### Passage shown
==*==
The Forest Unseen by David George Haskell
Read: January 2019
How Strongly I recommend it: 10/10
Go to the Amazon page for details and reviews.
1995 Pulitzer Prize winner for general non-fiction. Over a 40 year period, evolutionary biologists Peter and Rosemary Grant studied Darwin’s finches in the Galapagos, surprising even themselves by how quickly they were able to observe evolution in action. The power of Darwin’s theory of evolution has since been demonstrated many times, but Peter and Rosemary Grant were the first to do so successfully. A great book about one of the most exciting studies of animals in the wild and evolution in general.
The text below is taken both from my personal notes and also the author’s writing (exported as kindle highlights).
In 2004, researchers identified gene BMP4, one of the key genes that sculpts and resculpts the finches’ beaks under the pressure of natural selection. BMP4 is also the same gene that helps to shape the human face.
Peter and Rosemary Grant are recipients of The Kyoto Prize, awarded to “those who have contributed significantly to the scientific, cultural, and spiritual betterment of mankind.”
==*==
### Given data
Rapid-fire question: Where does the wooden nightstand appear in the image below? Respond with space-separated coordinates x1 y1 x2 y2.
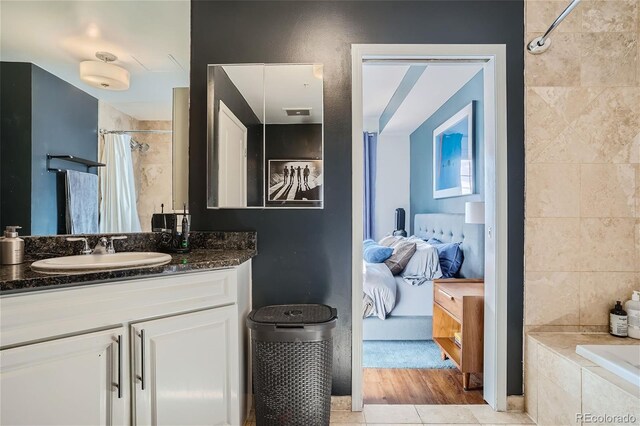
433 278 484 390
==*==
### Exercise directions
According to the reading notes, which gene did researchers identify in 2004 as one that shapes the finches' beaks? This data has nothing to do with the reading notes.

### Your solution
BMP4